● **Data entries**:
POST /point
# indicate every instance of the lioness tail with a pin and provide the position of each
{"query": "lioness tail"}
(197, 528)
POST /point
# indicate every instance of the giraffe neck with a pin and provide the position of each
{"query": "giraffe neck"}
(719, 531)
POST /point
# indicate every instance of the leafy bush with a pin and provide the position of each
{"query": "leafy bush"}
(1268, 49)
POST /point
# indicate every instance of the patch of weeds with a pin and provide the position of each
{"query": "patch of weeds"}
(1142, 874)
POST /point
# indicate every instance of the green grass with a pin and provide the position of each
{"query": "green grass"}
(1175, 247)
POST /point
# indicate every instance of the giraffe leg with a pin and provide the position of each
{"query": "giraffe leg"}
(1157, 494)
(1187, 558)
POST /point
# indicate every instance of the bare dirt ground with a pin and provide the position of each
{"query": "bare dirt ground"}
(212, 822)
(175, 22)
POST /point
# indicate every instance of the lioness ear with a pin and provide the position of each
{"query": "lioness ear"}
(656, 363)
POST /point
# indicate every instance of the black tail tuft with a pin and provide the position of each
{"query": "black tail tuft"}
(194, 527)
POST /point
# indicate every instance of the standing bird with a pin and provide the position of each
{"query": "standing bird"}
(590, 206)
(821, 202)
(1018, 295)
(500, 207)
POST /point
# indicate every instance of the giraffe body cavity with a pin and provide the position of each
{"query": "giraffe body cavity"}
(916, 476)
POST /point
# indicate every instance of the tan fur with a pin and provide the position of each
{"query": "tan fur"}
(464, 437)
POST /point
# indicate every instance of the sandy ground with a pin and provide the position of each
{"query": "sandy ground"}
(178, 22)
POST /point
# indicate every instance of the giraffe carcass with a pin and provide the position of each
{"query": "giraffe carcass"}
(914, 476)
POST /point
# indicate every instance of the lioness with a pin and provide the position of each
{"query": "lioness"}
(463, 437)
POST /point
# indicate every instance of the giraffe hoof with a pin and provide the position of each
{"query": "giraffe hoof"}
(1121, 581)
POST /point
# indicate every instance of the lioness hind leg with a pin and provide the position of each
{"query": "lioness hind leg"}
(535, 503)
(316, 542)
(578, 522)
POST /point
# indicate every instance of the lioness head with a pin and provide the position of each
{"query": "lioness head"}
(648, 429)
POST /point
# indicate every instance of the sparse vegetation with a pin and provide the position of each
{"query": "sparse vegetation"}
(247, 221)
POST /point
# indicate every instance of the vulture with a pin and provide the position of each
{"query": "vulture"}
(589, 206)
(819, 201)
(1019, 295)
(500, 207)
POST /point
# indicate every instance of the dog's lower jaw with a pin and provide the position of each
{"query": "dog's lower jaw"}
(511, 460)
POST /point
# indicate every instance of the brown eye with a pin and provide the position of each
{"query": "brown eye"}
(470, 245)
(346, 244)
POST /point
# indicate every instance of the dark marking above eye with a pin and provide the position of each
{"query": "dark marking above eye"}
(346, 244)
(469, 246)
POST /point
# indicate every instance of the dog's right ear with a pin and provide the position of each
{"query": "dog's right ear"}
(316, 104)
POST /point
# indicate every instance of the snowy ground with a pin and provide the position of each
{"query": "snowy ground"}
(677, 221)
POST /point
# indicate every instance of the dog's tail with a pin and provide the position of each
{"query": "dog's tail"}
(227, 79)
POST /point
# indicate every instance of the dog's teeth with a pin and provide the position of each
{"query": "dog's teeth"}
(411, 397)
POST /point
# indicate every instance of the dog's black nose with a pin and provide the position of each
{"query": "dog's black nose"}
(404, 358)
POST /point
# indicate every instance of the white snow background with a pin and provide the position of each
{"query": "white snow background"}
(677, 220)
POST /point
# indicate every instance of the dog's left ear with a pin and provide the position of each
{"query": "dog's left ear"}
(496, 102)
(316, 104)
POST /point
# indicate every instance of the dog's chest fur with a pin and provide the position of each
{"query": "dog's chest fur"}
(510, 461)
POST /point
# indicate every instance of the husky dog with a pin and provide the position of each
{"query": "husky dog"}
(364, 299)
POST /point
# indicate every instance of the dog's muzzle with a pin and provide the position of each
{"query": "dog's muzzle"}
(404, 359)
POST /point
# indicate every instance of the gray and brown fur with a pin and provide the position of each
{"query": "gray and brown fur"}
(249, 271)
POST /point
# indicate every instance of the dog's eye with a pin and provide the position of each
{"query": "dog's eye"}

● **Instructions to follow**: Rename "giraffe" to "zebra" wherever it occurs in the rows above, and reproduce the rows with no other change.

● **Result of the task**:
POST /point
# indicate every instance of the lioness tail with a pin and provide the position of each
{"query": "lioness tail"}
(197, 528)
POST /point
# indicate every instance of the zebra neck with a pin and provide the position of each
{"query": "zebra neck"}
(719, 531)
POST /point
# indicate every instance of the leafy bush with a pin and provide the position of each
{"query": "leafy bush"}
(1268, 49)
POST /point
# indicate every instance of the patch of weeds with a pin and provide the position of each
{"query": "patch of weeds"}
(1142, 874)
POST /point
# indicate every instance of the green grass with a pin and provide the position of each
{"query": "green grass"}
(1175, 247)
POST /point
# indicate every instance of the zebra leg with a pin and provide the position of each
{"query": "zebra leg"}
(1157, 494)
(1187, 558)
POST /point
# indicate every instance of the bare dirt ground with a pin and provide the position of each
{"query": "bare dirt ground"}
(212, 822)
(175, 22)
POST /point
# indicate every instance of the lioness ear with a pin and provide the position of each
{"query": "lioness ear"}
(656, 363)
POST /point
# indicate every instance of the black tail tuft with a pin and provide the position of each
{"query": "black tail tuft"}
(194, 527)
POST /point
# indicate every instance of the standing bird with a pin and provide the position of each
{"query": "standing bird"}
(590, 206)
(821, 202)
(1018, 295)
(500, 207)
POST /point
# indicate every instance of the zebra body cavity with a pin and provide the position of each
{"query": "zebra body cavity"}
(916, 476)
POST /point
# indicate every instance of the tan fur with a pin and provide the position of each
{"query": "tan fur"}
(464, 437)
POST /point
# indicate every instance of the sandy ground with a pin and provide the position of each
{"query": "sandy ground"}
(178, 22)
POST /point
# indicate every instance of the zebra carcass with a pin and provide the position of each
{"query": "zebra carcass"}
(914, 476)
POST /point
# indicate every instance of the lioness with a pin and provide the position of each
{"query": "lioness"}
(463, 437)
POST /point
# indicate every instance of the zebra hoof with a pin and provide the position of each
{"query": "zebra hoof"}
(1121, 581)
POST /point
# indicate every instance of the lioness hind leg with a pin and provide the position of each
{"query": "lioness hind leg"}
(535, 503)
(316, 542)
(578, 522)
POST /point
# indicate every instance of the lioness head with a pin and provide the position of each
{"query": "lioness head"}
(648, 429)
POST /point
# indicate every instance of the sparse vegetation with a pin and provide the position of each
{"query": "sparse vegetation"}
(247, 221)
POST /point
# indicate every instance of the vulture with a pin and provide the position of each
{"query": "vulture"}
(589, 206)
(819, 201)
(1019, 295)
(500, 207)
POST /point
# indicate every instance of the dog's lower jaw with a pin and provide the position of each
{"query": "dog's lower jaw"}
(511, 460)
POST /point
# indicate every instance of the brown eye with a pin and provide the position of each
{"query": "brown eye"}
(470, 245)
(346, 244)
POST /point
# indicate every instance of the dark marking above eye with a pin and provide the position of each
{"query": "dark marking above eye"}
(346, 244)
(469, 246)
POST /point
# indicate every instance of the dog's right ear with a pin and provide the position of each
{"query": "dog's right ear"}
(316, 104)
POST /point
# indicate every instance of the snowy ground with a pin and provide the position of each
{"query": "snowy ground"}
(677, 221)
POST /point
# indicate every instance of the dog's tail with a pin and provide the position of each
{"query": "dog's tail"}
(227, 79)
POST /point
# indicate every instance of the dog's teeth with a pin and provide the position of each
{"query": "dog's teeth"}
(411, 397)
POST /point
# indicate every instance of the dog's black nose with a pin and provide the position of each
{"query": "dog's black nose"}
(404, 358)
POST /point
# indicate every instance of the white snow background with a pin and provide the position of each
{"query": "white snow background"}
(677, 220)
POST /point
# indicate every instance of the dog's left ear with a pin and provide the position of each
{"query": "dog's left ear"}
(496, 102)
(316, 104)
POST /point
# indicate every instance of the dog's chest fur with a pin and provide the position of each
{"query": "dog's chest fur"}
(510, 461)
POST /point
# indicate every instance of the husky dog with a pin and provide the position of each
{"query": "husky dog"}
(364, 299)
POST /point
# indicate every instance of the dog's muzzle with a pin and provide the position of each
{"query": "dog's muzzle"}
(404, 359)
POST /point
# indicate every instance of the gray and brown fur with a pin and provide the position of each
{"query": "gray and brown fur"}
(249, 271)
POST /point
# indicate every instance of the dog's eye with a pin and provide the position of each
{"query": "dog's eye"}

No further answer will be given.